REQUIREMENT 1 →
Duplicate a passage from the excerpt about the White House meeting, word for word: begin at the words "Act III: Shaved" and stop after "abandoned halfway through.".
REQUIREMENT 2 →
Pick up the excerpt about the White House meeting and the Theatre of the Absurd after its last sentence, and continue it.

EXCERPT PROVIDED →
Meanwhile, meticulously prepared lunches languished outside the press secretary's office, like stage props left over from a scene nobody would ever act out. An entire diplomatic production — part state visit, part triumphal signing — derailed in minutes, culminating in the curious spectacle of a major foreign head of state being unceremoniously shown the door.
Act III: Shaved heads, bald meanings
Just as the audience at WWE roared when Trump shaved Vince McMahon's head, onlookers here gaped at the rhetorical takedowns and combative jabs. Yet in a bizarre, almost cosmic twist, nothing was truly resolved - an echo of the final moments of The Bald Soprano where curtains fall on a repetition of lines that lead nowhere. Ukraine's future was left vulnerable, the White House chalked up yet another "shock moment", and a carefully orchestrated minerals deal remained unsigned, much like a script abandoned halfway through.
My mentor, the poet and scholar Ahmad Javaid, often explains that the Theatre of the Absurd strips away the veneer of coherence we cling to in everyday life, revealing how easily our illusions of control slip into the absurd. Here, illusions of a neat, patriotic press conference and a bulletproof alliance were shattered like so many theatrical illusions - exposing a raw struggle for recognition, gratitude, and an elusive notion of peace.

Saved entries

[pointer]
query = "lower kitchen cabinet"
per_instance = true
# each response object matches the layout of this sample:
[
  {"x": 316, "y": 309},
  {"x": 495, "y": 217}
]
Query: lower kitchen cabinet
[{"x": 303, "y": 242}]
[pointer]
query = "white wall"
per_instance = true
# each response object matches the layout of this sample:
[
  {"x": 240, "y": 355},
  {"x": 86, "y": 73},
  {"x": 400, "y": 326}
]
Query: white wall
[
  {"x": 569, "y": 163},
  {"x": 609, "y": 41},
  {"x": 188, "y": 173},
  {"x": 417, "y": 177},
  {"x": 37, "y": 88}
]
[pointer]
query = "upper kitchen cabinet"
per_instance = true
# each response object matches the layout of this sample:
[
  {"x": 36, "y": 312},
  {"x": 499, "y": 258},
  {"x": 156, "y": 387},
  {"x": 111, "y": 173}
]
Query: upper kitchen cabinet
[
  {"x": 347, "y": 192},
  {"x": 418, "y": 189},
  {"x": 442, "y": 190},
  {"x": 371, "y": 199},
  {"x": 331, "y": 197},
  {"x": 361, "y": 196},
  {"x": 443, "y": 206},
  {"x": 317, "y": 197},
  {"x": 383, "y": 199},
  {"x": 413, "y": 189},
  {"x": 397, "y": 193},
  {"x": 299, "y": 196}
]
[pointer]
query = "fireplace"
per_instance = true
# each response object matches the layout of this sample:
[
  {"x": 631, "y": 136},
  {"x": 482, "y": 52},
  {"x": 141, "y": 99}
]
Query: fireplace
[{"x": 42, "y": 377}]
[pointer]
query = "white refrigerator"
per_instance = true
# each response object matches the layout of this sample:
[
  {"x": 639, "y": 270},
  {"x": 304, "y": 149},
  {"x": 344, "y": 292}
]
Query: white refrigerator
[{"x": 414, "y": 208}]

WRITTEN RESPONSE 1 →
Act III: Shaved heads, bald meanings
Just as the audience at WWE roared when Trump shaved Vince McMahon's head, onlookers here gaped at the rhetorical takedowns and combative jabs. Yet in a bizarre, almost cosmic twist, nothing was truly resolved - an echo of the final moments of The Bald Soprano where curtains fall on a repetition of lines that lead nowhere. Ukraine's future was left vulnerable, the White House chalked up yet another "shock moment", and a carefully orchestrated minerals deal remained unsigned, much like a script abandoned halfway through.

WRITTEN RESPONSE 2 →
Act IV: War of absurdities
In the modern world, it's becoming increasingly clear that we can only comprehend events like these through an absurdist lens. Language seems to fail, logic crumbles, and we're left with the spectacle of global leaders exchanging sharp one-liners rather than forging meaningful solutions. Trump's cameo at WWE once symbolised the pinnacle of showmanship, but the White House incident took performance to new — and far more consequential — heights. Zelensky, thrust into the midst of existential conflict, discovered he was forced to play an unwinnable part in a tragicomic script.
Like Ionesco's unsuspecting characters who end up repeating the same lines ad infinitum, all players in this fiasco appeared locked in patterns they couldn't - or wouldn't - break free from. Neither Zelensky's appeals nor Trump's bold pronouncements overcame the gnawing sense that, at the core, no one was quite listening to anyone else.
The curtain falls
We're left with a realisation that a meltdown in the Oval Office and a televised hair-shaving incident share a certain DNA: both are spectacles whose surface drama hints at a deeper emptiness or disconnect. The difference, of course, is that shaving Vince McMahon's head ended in laughter and maybe some bruised vanity; the White House fiasco left Ukraine's security, and arguably European stability, hanging in the balance. Yet in both cases, you can almost hear the ghosts of Ionesco and Beckett chuckling in the wings.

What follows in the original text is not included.